Текст для разбора:
****************
Ответ. Да, присутствует, сэр.
После дальнейших расспросов она указала на Слейтера.
Поразительны были и показания Ламби относительно одежды преступника. Сразу после убийства данное ею описание значительно отличалось от описания Барроуман — настолько, что полиция сочла, будто злоумышленников было двое. (Ламби упоминала серый плащ и круглую шляпу, Барроуман говорила о желтовато-коричневом непромокаемом пальто и донегальской кепке.) Теперь, на слушаниях по вопросу экстрадиции, описание Ламби поразительно совпадало с описанием Барроуман: обе девушки показали, что человек, выходивший из квартиры мисс Гилкрист, был одет в желто-коричневое непромокаемое пальто и донегальскую кепку.
****************
Исходные данные:
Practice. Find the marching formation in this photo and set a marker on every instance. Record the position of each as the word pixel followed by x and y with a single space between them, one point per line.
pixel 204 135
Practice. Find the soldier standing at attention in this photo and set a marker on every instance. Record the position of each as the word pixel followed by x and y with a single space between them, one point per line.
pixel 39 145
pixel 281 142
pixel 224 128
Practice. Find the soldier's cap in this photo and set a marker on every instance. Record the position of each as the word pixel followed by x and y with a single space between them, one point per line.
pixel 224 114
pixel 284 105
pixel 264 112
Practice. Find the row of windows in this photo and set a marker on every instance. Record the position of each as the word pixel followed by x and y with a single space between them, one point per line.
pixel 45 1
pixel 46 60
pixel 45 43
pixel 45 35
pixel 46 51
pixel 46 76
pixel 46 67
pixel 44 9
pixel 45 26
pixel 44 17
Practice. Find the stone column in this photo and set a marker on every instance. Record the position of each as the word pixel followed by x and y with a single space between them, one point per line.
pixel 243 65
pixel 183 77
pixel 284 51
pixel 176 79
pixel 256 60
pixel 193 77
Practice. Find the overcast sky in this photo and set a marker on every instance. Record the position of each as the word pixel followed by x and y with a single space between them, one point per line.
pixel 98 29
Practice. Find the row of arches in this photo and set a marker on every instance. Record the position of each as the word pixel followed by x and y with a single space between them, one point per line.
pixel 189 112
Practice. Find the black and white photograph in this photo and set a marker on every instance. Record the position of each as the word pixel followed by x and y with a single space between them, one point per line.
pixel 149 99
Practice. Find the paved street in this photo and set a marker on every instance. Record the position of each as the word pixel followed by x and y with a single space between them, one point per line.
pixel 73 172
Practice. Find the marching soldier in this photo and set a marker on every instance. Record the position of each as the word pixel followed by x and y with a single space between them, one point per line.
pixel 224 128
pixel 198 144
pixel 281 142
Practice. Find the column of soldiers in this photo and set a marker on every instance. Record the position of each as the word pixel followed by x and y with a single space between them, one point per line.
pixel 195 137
****************
Задания для выполнения:
(1) Перепишите фрагмент текста для разбора, начиная со слов «Ответ. Да, присутствует, сэр.» и заканчивая словами «и донегальскую кепку.», заменив «серый плащ» на «черный плащ».
(2) Какую одежду преступника, согласно тексту для разбора, упоминала Ламби сразу после убийства?

Ответы к заданиям:
(1)
Ответ. Да, присутствует, сэр.
После дальнейших расспросов она указала на Слейтера.
Поразительны были и показания Ламби относительно одежды преступника. Сразу после убийства данное ею описание значительно отличалось от описания Барроуман — настолько, что полиция сочла, будто злоумышленников было двое. (Ламби упоминала черный плащ и круглую шляпу, Барроуман говорила о желтовато-коричневом непромокаемом пальто и донегальской кепке.) Теперь, на слушаниях по вопросу экстрадиции, описание Ламби поразительно совпадало с описанием Барроуман: обе девушки показали, что человек, выходивший из квартиры мисс Гилкрист, был одет в желто-коричневое непромокаемое пальто и донегальскую кепку.

(2) Серый плащ и круглую шляпу.